> **WORK REQUEST**
Reply with one number: the count of lines in the records below that hold "wall".
PROVIDED RECORDS section start
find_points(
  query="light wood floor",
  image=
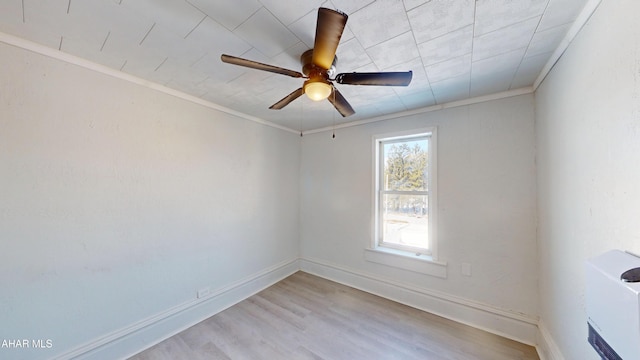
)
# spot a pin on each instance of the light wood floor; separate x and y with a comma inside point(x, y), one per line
point(307, 317)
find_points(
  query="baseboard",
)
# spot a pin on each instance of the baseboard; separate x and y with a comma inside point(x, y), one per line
point(547, 348)
point(515, 326)
point(128, 341)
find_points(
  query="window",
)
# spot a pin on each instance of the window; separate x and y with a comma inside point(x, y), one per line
point(405, 192)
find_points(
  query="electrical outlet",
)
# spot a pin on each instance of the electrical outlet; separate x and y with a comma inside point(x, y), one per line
point(465, 269)
point(203, 292)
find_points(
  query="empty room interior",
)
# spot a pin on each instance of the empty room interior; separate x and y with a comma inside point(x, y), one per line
point(146, 185)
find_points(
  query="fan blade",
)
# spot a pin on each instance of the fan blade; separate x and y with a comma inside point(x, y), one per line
point(382, 79)
point(340, 103)
point(329, 30)
point(287, 99)
point(259, 66)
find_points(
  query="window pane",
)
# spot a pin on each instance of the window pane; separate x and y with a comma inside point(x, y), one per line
point(405, 220)
point(405, 165)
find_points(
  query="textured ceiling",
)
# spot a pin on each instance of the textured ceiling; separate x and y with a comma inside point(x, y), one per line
point(457, 49)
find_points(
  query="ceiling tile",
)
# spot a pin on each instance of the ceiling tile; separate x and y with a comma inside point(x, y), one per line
point(504, 40)
point(547, 41)
point(372, 28)
point(229, 15)
point(484, 84)
point(422, 98)
point(349, 6)
point(38, 23)
point(411, 4)
point(216, 39)
point(394, 51)
point(266, 33)
point(529, 70)
point(439, 17)
point(449, 69)
point(492, 15)
point(179, 17)
point(560, 12)
point(178, 43)
point(351, 55)
point(503, 62)
point(495, 74)
point(448, 46)
point(290, 12)
point(451, 89)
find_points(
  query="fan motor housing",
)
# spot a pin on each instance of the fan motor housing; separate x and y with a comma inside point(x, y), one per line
point(311, 70)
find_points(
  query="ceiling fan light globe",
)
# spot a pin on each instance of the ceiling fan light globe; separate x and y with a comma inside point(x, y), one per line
point(317, 90)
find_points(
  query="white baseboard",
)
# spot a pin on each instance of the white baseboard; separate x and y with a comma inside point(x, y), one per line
point(515, 326)
point(547, 348)
point(128, 341)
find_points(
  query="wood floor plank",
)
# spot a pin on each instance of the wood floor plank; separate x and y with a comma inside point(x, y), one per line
point(309, 318)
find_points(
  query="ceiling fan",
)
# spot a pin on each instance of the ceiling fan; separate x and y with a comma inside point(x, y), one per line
point(318, 67)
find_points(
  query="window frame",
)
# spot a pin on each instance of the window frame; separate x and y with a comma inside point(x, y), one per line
point(431, 192)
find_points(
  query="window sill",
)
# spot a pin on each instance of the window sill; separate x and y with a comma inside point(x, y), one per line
point(422, 264)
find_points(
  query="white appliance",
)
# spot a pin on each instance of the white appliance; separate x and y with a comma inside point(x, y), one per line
point(612, 300)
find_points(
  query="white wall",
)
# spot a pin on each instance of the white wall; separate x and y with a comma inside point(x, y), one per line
PROVIDED RECORDS section end
> **TASK RESPONSE**
2